• 阅读节选:

- - -

最后,不同行业的劳动者其工资也就是劳动价格之差,比不同投资部门的利润之差大得多,而这显然会造成投资的回报率趋同,部分投资者不愿意花更高的工资成本去进入利润率并不高的产业,这也就意味着部分产业劳动者的失业。“死资本总是迈着同样的步子,根本不管个人活动的实际特点如何。”[3]7由此,是为第四点不利。
因此,从总体而言,劳动者作为商品处于被选状态,进而对雇佣方只具有从属地位,难以为自我生存而自主劳动。
B.就动态而言又如何
这个可就整个经济周期的动态过程切入分析。在经济衰退期,投资放缓,市场上的劳动需求锐减,连带着必然是大量的失业,这就造成了“日益加剧的贫困”,劳动者阶级是社会衰退影响下苦难最为深重的阶级。
在经济上升期,这一时期较为复杂,表面来看,相较其他时期,这一时期对劳动者最为有利,因为这一时期处于经济扩张时期,投资力度加大,劳动需求同步扩大,相应行业的资本对劳动的竞争加剧,则劳动价格跟随上涨,劳动者在前期处于较为有利的卖方市场地位。但这一情形并非持续的,且隐含有不利的发展动因。首先,相应工资的提高总是伴随着过度劳动,并进一步缩短了劳动者的自然寿命,促迫劳动者阶层更快地繁殖劳动者,以满足劳动力需求扩大的现实,可谓残酷异常。其次,与劳动需求扩大同时发生的是“一国的资本和收入的增长”[3]7,而这就意味着这样几点。一是资本作为劳动的累积而扩大,劳动的大量积累必然带来商品转化后的生活资料向资本家的加速集聚,财富差距扩大的同时意味着用自己的劳动加速创造一个与自身对立的阶层。二是这样的经济扩张,在效率诉求和技术进步的加持下,又必然带来分工的扩大,分工扩大后将使大量的从业劳动者日益从事片面劳动在此,片面劳动是指产业分工使劳动者日益片面化和从属化,劳动者只能服从单一且机械的劳动分工,这一劳动的片面性是相对于作为人的类本质之自由实现的劳动概念而言的。可参见马克思:《1844年经济学哲学手稿》,刘丕坤译,人民出版社,1979,第9页、48页、51页。,成为工业生产流水线上的作业环节,必然加剧劳动者对资本家或雇佣者的依赖性和从属关系。三是相应产业的发展会逐步造成劳动者竞争的加剧,劳动价格会逐步回落降低,产业劳动者的话语权会进一步遭到削弱。四是在社会经济发展的白热化阶段,资本竞争加剧,资本家阶层会出现相应分化,某些凭靠货币利息可以维持自我生存的绝对富有者或金融资本会占据绝对优势,并使某些脆弱的小型工商业资本遭致淘汰,进而使其沦入劳动者阶层。与劳动者阶层的进一步扩大相表里的,恰是大型垄断资本的出现。所以,劳动者的贫困以及被动从属性地位没有根本改变。

- - -

• 本题输入:

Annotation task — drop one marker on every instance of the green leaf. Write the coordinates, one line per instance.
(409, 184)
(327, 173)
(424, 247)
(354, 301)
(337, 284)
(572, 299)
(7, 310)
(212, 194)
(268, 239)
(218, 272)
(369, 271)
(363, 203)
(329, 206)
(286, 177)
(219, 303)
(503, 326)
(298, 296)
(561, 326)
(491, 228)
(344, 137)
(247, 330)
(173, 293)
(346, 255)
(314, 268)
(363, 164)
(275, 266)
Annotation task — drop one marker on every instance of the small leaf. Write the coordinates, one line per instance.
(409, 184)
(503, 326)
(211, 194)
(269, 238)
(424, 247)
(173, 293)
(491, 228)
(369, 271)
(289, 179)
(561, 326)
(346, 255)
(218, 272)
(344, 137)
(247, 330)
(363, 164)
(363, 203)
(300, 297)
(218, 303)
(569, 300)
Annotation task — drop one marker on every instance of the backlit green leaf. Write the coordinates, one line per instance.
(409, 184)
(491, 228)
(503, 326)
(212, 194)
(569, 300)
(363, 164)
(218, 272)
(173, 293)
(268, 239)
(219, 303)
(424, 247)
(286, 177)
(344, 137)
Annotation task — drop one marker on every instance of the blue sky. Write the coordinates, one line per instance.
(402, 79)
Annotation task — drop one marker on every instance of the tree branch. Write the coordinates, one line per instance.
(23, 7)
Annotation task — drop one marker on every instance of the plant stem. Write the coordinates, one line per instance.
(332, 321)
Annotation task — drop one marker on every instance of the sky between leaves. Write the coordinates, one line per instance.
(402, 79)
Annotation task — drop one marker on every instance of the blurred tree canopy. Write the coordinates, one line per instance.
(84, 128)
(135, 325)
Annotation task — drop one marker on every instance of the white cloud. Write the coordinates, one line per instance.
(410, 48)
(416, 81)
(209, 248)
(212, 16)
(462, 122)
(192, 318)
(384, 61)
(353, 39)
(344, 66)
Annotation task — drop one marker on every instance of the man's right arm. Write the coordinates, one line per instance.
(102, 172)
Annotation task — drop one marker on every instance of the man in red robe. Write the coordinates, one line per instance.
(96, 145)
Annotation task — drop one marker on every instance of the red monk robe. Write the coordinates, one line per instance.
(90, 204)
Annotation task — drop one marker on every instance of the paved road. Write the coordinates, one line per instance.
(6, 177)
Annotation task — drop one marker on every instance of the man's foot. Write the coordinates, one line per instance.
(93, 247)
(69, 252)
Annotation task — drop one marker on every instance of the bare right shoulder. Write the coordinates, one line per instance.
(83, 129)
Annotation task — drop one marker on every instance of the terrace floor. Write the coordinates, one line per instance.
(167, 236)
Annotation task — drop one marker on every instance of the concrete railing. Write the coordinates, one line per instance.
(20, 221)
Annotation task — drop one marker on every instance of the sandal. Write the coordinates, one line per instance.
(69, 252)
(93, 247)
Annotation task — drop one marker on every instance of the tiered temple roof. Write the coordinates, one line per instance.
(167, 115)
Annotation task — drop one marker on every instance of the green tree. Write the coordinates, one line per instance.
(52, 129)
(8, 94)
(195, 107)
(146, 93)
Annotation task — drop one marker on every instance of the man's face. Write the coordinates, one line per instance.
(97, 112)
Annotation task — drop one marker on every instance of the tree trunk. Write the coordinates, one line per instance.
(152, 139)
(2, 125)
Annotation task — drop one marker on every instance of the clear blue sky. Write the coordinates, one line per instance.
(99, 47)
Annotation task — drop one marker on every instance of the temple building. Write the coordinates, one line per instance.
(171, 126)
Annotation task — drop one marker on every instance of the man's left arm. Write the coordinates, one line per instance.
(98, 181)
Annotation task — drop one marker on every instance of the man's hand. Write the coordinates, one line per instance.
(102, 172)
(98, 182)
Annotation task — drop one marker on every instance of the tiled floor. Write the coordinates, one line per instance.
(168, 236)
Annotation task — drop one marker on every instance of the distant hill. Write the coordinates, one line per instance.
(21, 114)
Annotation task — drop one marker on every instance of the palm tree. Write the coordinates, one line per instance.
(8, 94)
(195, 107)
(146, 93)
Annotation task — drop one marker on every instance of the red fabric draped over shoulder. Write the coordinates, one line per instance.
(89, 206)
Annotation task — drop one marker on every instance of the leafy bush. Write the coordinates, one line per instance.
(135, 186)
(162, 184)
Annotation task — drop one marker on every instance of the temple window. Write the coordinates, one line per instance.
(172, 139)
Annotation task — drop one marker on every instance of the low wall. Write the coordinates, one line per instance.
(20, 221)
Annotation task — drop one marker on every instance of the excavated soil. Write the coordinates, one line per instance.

- - -

• 任务目标 A: 请从记录中原样摘录含有“bush. Write the coordinates, one line per instance.”的那一行至记录末尾之间的各行，首尾两行均须包括在内。
• 任务目标 B: 请接着论述劳动者处境的节选的最后一句往下续写。
上述节选与记录是两份各自独立的材料。

• 练习作答 A:
Annotation task — drop one marker on every instance of the leafy bush. Write the coordinates, one line per instance.
(135, 186)
(162, 184)
Annotation task — drop one marker on every instance of the temple window. Write the coordinates, one line per instance.
(172, 139)
Annotation task — drop one marker on every instance of the low wall. Write the coordinates, one line per instance.
(20, 221)
Annotation task — drop one marker on every instance of the excavated soil. Write the coordinates, one line per instance.

• 练习作答 B:
在经济繁荣期,到达经济繁荣的顶点,随着竞争的激烈和用工成本的加大,资本出于赢利的驱动,同类工业生产中开始出现过剩生产,最终扩大为全社会的生产过剩,而这又反向影响劳动需求和工资水平,最终在产业饱和的状态下,部分劳动者无法就业或失业,而就业劳动者的工资会随之降低到最低水平,社会经济可能进入总体经济危机的临界状态。由此,就整个经济周期来说,“在社会衰落的状态下,劳动者陷入日益加剧的贫困;在社会福利增进的状态下,劳动者陷入错综复杂的贫困;在社会达到繁荣顶点的状态下,劳动者陷入持续不断的贫困”[3]9。以此,劳动者作为一个社会阶层,其被动、贫困的地位几乎成为一个无法改变的魔咒。马克思意识到,国民经济学的工资理解不正确——如若,劳动是价值的根本创造者,那么地租和资本利润并非是工资的扣除额,反而工资应是土地和资本所让予劳动者的扣除额(国民经济学家变换了所予的时间逻辑),“是从劳动产品中给劳动者的劳动所打的回扣”[3]10。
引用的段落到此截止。